• **Extracted text**:
-*-
# All Slavic languages: brooding



## seitt

Greetings

Please, how do you express the idea of brooding (i.e. a mother hen sitting on her eggs in order to hatch them) in the Slavic languages? Please give the stress.

My reason for asking: in Turkish the word kuluçka is used (pronunciation: kuluchka). I have reason to believe that it comes from a Slavic language, most likely Serbian or Bulgarian.

Best wishes, and many thanks,

Simon


----------



## ilocas2

Czech:

Slepice sedí na vejcích. (Hen is sitting on eggs)
Slepice vysedává vejce. (I dont' know how to translate it)
Slepice zahřívá vejce. (Hen is warming eggs)

The stress is on the first syllable of the words, "na vejcích" is pronounced as one word and the stress is on "na".


----------



## Azori

Slovak:

to brood = *sedieť na vajciach* (lit. to sit on eggs)
to hatch (a young animal) = *vysedieť (mláďa)

*_Sliepka sedí na vajciach. = A hen is sitting on eggs._

The stress is like in Czech.


----------



## nonik

brooding (i.e. a mother hen sitting on her eggs in order to hatch them)

in czech it is called.........Kvokavost

and Hen sitting on egs is called......Kvočna


----------



## Azori

nonik said:


> in czech it is called.........Kvokavost
> 
> and Hen sitting on egs is called......Kvočna


In Slovak: *kvočka* = broody hen, sitter
*kvokať* = to chuckle, to cluck (as a hen)


----------



## nonik

Azori said:


> In Slovak: *kvočka* = broody hen, sitter
> *kvokať* = to chuckle, to cluck (as a hen)




in slovak, I believe you have terminus " kvokavosť " too.
it is come from hen-sound-chuckle when she is in eg-sitting time.


----------



## FairOaks

*Bulgarian:*
_мъ̀тя/лю̀пя (mǎtja/ljupja)_ = _I brood_
_ква̀чка (kva_č_ka)_ = _a broody hen_


----------



## marco_2

Polish: *Kura wysiaduje jajka. *(A hen is sitting on her eggs)

*kwoka - *a broody hen


----------



## willem81

_К*у*рица выс*и*живает *я*йца_. - in Russian ('_K*u*ritsa vys*i*zhivaet j*a*jtsa_' - in transliteration) = '_The hen incubates the eggs_' perhaps?
_kuluçka_ - sounds a bit similar to the Russian diminishing word for hen_ - к*у*рочка (k*u*rochka)._
There also exist the words _кв*о*чка (kv*o*chka), нас*е*дка (nas*e*dka)_ for broody hen in Russian.
-*-
• **Supplied material**:
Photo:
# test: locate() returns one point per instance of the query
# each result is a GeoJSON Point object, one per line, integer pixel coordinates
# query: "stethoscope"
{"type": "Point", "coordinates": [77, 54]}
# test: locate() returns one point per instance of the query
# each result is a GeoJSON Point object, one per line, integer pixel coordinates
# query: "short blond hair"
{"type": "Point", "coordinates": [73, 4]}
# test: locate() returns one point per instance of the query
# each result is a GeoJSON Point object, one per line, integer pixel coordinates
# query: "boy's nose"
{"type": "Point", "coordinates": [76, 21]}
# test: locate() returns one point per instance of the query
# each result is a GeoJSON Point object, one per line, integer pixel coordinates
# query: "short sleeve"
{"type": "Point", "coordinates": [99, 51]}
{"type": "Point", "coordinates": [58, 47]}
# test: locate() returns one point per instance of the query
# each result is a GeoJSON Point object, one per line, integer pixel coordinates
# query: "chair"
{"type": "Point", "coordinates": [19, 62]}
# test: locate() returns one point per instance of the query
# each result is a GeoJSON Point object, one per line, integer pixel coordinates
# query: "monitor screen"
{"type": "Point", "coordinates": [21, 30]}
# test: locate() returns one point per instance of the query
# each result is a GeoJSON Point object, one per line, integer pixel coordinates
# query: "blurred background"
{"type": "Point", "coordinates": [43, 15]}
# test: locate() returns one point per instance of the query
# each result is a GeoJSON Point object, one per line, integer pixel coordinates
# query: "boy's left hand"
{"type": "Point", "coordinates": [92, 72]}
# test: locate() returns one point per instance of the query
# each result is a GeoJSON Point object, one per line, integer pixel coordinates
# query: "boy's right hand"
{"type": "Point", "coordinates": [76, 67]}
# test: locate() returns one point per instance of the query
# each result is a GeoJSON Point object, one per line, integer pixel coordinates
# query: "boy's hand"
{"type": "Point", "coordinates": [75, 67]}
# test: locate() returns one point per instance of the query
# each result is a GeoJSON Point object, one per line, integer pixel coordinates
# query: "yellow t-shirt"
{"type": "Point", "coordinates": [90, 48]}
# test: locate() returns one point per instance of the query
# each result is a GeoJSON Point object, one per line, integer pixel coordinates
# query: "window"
-*-
• **To do**: In the thread on Slavic words for brooding, which Turkish word led to the original question? The listing is separate material, unrelated to the thread.

• **Exercise answer**: Kuluçka, pronounced "kuluchka."